■ **Input data**

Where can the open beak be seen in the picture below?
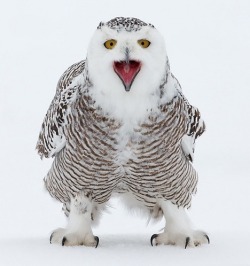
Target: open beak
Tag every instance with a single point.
(127, 71)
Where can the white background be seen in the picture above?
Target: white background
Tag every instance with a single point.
(208, 45)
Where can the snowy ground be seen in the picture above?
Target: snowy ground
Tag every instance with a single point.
(208, 46)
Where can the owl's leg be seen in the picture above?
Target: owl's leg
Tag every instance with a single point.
(78, 231)
(178, 229)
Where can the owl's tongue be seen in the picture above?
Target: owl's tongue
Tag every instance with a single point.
(127, 72)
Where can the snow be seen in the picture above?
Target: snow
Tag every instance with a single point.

■ **What the exercise asks**
Your response should consist solely of the lines from the one that holds "Target: snowy ground" through the end of the listing above, reproduced exactly.

■ **Result of this task**
Target: snowy ground
Tag every instance with a single point.
(208, 46)
Where can the owl's leg be seen in the picture above?
Target: owl's leg
Tag every instance with a single point.
(78, 231)
(178, 229)
Where can the owl's tongue be seen in the picture above?
Target: owl's tongue
Tag every instance with a single point.
(127, 72)
Where can the snow be seen in the picture above?
Target: snow
Tag every instance with a single point.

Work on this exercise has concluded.